* [READING TEXT]
According to the wheel bearing having this structure, the rotation of the inner member 1 which rotates together with a wheel is detected by the magnetic sensor 21 through the magnetic encoder 10 attached to the inner member 1, and thus the rotational speed of the wheel is detected. The magnetic encoder 10 can detect the rotation of the wheel without increasing the number of components because it is employed as a component of the seal device 5. A space at the berating end in the wheel bearing is a narrow limited space because there are the constant velocity universal joint 7 and a bearing supporting member (not shown in figures) therearound. However, the multipolar magnet 14 of the magnet encoder 10 is configured to have high strength and thus can be formed thin, thereby facilitating the arrangement of the rotation detector 2. Sealing between the inner member 1 and the outer member 2 is implemented by slidably contacting the seal lips 17a to 17c which are provided in the second seal plate 16 and by the labyrinth seal 18 which is formed so that the securing portion 13 of the base metal 11 serving as the first seal plate faces the cylindrical portion 16a of the second seal plate 16 through a small space in the radial direction.

* [TASK OBJECTIVE] List every part named in the last sentence of the wheel bearing text, other than the inner member and the outer member, with its reference label. The entries after this point are separate material, apart from the wheel bearing text.

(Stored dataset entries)
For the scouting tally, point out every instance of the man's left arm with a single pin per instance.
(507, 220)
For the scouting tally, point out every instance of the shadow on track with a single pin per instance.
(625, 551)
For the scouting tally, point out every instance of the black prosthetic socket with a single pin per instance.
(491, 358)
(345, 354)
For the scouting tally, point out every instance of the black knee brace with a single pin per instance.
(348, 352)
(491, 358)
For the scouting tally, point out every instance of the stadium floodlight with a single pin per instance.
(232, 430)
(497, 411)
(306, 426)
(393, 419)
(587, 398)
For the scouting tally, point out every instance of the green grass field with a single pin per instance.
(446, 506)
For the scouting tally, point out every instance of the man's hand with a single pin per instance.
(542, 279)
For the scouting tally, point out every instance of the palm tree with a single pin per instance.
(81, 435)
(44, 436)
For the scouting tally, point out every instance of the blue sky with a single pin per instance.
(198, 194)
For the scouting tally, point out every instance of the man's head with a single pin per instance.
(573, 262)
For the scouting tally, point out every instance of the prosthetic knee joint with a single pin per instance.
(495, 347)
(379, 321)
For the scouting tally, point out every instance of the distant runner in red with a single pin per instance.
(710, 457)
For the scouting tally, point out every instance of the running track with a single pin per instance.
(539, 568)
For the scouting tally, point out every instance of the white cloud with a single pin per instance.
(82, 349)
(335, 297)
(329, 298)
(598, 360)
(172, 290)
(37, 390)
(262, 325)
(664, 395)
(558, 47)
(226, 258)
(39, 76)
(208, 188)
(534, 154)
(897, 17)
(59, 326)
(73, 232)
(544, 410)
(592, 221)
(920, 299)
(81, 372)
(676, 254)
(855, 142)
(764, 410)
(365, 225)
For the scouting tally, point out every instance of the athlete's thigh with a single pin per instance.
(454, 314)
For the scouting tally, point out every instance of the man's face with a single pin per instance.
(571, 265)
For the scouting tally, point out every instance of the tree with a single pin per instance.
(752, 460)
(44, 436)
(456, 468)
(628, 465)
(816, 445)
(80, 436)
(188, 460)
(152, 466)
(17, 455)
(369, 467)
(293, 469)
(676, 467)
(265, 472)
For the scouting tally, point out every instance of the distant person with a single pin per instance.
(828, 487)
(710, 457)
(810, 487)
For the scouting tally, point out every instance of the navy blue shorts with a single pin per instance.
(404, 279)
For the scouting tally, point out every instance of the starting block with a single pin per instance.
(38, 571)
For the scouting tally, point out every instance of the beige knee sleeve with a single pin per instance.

* [PROBLEM SOLUTION]
- Seal lips 17a to 17c
- Second seal plate 16
- Labyrinth seal 18
- Securing portion 13
- Base metal 11 (serving as the first seal plate)
- Cylindrical portion 16a